» **Given problem**: Please return each line of the entries below that contains the word "small".
*** Extracted entries ***
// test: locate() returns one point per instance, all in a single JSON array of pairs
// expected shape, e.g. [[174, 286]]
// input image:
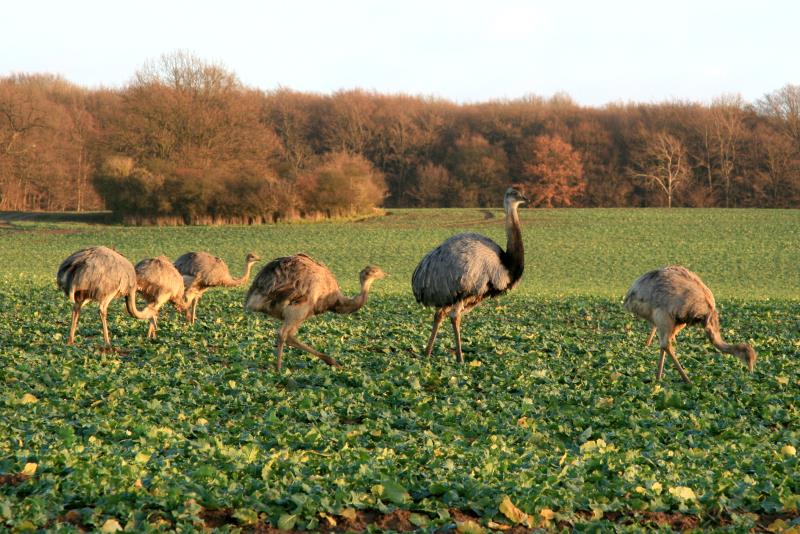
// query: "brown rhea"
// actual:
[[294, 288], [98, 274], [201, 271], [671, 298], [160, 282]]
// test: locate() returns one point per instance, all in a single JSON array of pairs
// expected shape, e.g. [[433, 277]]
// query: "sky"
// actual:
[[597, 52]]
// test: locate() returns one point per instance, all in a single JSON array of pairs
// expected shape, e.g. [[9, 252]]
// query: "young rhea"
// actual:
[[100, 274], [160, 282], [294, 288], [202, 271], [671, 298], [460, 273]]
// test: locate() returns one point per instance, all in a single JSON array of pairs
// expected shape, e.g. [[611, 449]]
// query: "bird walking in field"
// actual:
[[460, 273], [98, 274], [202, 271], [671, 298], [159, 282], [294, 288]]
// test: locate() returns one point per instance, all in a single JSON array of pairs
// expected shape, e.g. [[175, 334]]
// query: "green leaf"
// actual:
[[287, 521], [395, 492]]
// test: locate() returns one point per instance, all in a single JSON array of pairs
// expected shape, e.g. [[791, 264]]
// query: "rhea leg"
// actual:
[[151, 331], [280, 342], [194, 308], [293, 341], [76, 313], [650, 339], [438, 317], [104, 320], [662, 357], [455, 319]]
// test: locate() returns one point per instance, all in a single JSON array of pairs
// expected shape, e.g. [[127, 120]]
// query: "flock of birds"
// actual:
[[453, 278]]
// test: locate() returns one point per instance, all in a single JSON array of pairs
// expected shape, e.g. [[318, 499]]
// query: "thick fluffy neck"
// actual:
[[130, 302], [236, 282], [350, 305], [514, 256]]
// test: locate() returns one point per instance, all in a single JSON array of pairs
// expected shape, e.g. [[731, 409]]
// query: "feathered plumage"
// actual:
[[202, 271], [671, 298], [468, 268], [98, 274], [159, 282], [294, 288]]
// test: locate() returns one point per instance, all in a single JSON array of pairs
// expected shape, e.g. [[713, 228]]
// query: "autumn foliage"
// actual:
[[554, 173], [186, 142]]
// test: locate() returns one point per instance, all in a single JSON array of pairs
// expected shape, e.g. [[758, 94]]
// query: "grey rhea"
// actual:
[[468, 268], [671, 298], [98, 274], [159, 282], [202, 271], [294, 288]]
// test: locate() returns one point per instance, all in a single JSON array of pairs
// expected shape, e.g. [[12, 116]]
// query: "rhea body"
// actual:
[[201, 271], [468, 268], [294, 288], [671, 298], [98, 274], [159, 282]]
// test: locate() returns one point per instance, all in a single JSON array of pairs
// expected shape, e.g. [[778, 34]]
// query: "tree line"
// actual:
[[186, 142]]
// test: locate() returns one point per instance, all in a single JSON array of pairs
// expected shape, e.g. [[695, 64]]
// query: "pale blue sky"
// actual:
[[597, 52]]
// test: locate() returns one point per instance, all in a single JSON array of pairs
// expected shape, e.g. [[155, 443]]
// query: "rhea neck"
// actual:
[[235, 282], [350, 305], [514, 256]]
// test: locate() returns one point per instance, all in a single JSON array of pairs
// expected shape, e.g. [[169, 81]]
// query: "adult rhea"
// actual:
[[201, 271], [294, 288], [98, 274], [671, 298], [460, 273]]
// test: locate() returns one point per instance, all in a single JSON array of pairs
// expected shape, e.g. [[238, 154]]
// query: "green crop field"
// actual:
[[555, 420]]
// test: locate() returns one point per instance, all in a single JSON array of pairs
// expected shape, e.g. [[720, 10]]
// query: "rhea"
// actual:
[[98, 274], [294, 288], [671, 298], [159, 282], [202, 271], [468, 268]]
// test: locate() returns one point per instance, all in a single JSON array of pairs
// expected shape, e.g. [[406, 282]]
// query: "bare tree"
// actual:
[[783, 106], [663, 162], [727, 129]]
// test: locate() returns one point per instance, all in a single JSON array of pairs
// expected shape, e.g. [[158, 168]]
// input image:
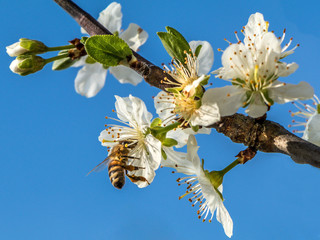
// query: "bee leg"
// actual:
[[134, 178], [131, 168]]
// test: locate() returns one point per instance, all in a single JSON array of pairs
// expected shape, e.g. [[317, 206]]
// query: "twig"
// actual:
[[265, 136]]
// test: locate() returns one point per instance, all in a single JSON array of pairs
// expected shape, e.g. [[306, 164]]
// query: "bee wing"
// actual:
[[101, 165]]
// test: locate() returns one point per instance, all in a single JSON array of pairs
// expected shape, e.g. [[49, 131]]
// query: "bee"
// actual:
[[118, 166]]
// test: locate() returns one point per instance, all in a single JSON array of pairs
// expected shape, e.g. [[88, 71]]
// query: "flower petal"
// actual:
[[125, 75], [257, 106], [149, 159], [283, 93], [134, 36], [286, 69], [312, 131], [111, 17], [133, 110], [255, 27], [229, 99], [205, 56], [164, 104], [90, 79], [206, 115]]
***
*** Extracted entries ***
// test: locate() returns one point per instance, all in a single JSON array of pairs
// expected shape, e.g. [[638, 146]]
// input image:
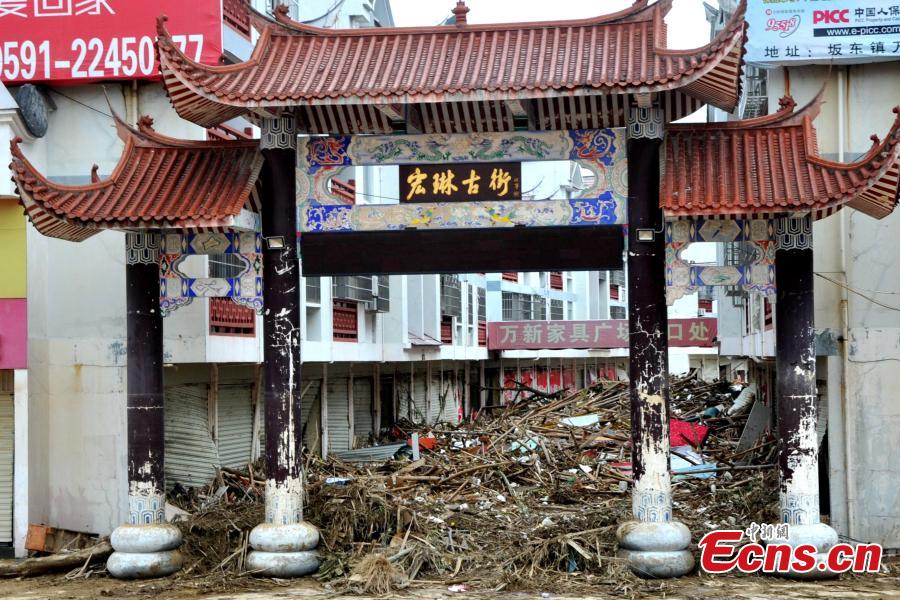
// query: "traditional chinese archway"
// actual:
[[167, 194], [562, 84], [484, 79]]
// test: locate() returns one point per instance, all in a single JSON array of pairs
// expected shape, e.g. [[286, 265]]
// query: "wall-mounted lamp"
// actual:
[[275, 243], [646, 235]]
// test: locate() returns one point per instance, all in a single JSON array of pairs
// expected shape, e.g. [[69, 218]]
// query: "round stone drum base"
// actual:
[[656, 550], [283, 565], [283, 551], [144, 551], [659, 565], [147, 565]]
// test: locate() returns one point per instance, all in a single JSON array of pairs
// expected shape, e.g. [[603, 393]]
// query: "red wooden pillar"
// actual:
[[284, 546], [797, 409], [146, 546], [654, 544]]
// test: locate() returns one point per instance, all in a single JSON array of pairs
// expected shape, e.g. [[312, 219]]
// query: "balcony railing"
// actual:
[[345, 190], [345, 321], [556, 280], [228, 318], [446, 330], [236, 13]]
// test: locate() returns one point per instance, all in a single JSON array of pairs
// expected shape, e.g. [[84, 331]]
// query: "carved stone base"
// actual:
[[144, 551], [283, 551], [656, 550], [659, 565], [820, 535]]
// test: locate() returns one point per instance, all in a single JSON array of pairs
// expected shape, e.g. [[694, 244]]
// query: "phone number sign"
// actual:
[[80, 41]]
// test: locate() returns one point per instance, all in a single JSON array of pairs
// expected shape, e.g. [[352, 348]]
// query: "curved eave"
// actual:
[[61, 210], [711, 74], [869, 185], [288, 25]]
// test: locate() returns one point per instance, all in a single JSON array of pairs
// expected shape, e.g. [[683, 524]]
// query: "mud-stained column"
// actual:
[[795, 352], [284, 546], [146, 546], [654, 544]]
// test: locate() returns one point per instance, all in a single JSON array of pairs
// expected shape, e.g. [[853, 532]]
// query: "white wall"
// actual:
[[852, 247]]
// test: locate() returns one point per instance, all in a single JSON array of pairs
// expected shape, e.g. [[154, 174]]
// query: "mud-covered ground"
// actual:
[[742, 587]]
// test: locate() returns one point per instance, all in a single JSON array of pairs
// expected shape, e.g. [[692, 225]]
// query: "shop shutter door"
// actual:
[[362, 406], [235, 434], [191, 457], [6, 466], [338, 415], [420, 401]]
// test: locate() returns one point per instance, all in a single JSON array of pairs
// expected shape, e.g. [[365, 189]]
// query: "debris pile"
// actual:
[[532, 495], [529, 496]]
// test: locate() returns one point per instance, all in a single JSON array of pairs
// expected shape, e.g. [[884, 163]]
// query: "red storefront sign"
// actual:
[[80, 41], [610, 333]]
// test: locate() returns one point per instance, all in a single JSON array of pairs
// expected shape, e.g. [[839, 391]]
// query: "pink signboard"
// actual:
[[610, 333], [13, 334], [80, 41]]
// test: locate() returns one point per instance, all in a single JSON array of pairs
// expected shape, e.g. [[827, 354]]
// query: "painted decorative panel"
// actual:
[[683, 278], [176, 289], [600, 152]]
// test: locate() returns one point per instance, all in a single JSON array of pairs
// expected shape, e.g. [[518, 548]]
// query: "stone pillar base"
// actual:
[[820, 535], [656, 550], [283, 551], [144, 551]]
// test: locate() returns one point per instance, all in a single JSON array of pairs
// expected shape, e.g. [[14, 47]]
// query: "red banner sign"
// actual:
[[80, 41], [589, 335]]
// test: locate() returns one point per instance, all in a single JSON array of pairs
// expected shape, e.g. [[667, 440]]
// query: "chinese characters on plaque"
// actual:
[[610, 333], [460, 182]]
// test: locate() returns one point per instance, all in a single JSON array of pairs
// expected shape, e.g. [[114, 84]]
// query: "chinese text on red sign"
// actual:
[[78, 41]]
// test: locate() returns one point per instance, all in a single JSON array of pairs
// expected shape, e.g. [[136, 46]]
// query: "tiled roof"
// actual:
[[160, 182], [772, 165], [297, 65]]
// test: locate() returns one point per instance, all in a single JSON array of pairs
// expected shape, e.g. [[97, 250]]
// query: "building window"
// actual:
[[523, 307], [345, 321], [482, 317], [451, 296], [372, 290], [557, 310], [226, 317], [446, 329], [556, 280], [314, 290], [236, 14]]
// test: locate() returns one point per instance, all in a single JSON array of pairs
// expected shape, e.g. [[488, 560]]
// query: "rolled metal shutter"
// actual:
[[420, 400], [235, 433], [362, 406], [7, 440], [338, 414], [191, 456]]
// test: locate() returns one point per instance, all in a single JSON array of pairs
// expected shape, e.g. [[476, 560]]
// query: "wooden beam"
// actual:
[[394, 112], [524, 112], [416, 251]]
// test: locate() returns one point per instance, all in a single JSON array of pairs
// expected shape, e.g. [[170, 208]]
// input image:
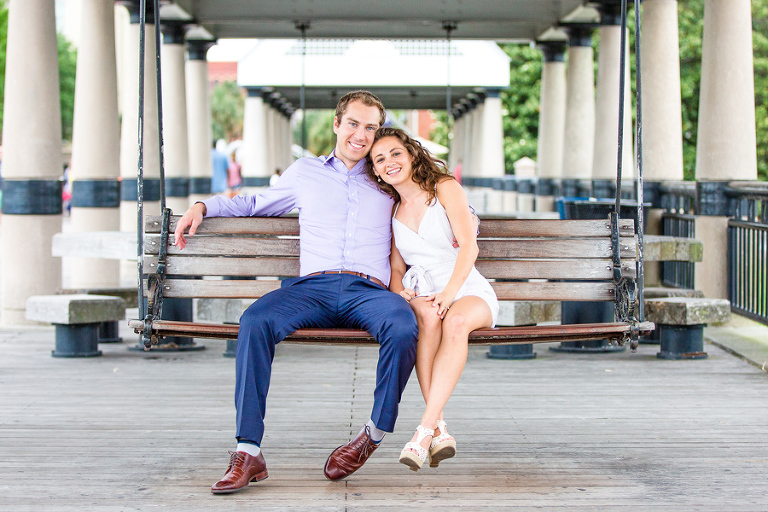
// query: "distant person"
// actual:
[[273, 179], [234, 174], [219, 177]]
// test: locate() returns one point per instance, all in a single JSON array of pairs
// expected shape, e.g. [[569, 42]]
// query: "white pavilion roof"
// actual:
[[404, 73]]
***
*** Extracted entries ***
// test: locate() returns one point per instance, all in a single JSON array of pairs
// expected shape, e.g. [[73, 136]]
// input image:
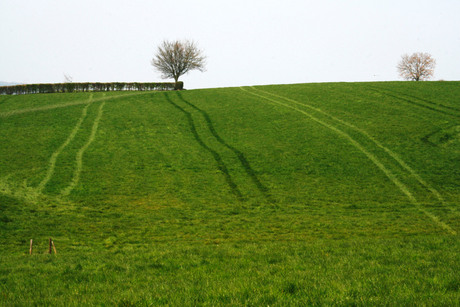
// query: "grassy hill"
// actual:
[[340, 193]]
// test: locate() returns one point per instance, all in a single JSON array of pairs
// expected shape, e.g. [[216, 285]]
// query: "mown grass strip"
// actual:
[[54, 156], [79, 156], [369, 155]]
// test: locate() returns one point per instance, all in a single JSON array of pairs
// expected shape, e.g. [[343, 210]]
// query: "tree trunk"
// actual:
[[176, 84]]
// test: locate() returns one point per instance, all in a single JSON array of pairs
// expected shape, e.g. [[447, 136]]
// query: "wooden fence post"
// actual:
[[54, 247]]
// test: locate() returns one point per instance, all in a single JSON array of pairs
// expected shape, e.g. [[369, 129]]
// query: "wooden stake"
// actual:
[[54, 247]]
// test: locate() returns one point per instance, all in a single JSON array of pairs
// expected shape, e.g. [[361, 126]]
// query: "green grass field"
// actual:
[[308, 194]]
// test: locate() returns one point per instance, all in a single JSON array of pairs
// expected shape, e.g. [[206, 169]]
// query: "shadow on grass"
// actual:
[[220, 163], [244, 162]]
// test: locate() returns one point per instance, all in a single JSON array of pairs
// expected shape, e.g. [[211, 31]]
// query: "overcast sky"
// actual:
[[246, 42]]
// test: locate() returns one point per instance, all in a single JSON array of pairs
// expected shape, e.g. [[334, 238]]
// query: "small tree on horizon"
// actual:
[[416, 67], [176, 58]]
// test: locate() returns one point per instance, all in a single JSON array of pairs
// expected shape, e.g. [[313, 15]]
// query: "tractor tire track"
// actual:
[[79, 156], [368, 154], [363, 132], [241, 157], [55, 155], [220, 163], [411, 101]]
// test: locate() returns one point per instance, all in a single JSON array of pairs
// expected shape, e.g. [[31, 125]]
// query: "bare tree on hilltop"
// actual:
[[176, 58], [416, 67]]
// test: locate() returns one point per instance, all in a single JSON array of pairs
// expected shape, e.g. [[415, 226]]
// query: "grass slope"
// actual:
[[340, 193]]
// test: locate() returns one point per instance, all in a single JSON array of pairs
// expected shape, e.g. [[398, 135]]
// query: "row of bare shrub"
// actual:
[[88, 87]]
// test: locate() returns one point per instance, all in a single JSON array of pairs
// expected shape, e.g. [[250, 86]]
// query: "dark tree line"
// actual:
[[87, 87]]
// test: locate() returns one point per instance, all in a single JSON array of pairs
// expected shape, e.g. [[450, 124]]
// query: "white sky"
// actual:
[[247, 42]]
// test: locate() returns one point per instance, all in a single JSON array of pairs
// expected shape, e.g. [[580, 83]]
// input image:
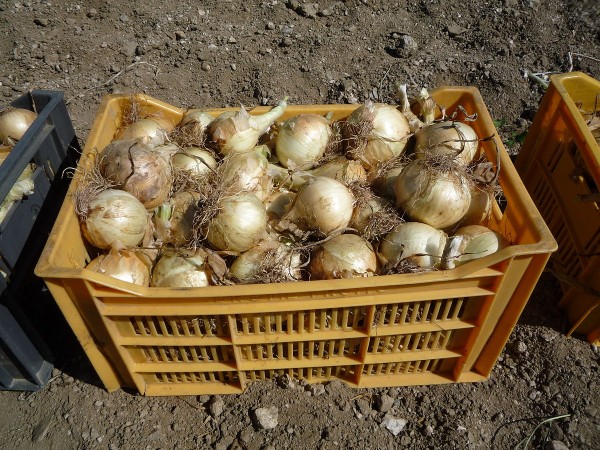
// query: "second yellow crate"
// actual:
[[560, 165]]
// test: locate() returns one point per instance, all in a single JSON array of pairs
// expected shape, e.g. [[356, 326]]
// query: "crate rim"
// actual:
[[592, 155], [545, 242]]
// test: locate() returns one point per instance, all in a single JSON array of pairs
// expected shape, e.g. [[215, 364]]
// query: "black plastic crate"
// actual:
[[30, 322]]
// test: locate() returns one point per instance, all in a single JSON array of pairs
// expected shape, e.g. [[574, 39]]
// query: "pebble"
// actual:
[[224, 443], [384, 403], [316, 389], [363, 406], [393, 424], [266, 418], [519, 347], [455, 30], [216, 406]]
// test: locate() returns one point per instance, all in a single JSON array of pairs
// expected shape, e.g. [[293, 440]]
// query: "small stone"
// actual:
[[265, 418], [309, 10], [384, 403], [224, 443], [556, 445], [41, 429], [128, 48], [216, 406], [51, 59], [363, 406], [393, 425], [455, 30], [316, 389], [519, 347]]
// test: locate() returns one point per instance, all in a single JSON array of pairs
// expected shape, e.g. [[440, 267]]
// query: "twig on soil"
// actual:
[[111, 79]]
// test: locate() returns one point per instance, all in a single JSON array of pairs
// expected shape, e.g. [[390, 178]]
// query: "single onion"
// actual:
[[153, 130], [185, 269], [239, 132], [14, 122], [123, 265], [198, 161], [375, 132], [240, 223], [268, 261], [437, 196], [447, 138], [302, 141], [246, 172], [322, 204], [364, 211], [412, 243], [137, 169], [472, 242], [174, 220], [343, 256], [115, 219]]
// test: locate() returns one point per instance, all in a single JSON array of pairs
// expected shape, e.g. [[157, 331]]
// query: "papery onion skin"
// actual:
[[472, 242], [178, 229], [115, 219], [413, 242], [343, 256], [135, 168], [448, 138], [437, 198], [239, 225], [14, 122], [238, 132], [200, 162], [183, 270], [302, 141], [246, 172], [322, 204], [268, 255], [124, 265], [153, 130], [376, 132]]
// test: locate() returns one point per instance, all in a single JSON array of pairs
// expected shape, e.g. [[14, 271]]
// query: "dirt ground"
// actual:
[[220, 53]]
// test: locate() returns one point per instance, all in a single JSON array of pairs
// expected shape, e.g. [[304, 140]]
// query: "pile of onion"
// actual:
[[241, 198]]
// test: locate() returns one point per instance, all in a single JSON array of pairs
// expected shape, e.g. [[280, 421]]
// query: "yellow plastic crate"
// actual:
***
» **Result**:
// query: "small tree on horizon"
// query: "small stone"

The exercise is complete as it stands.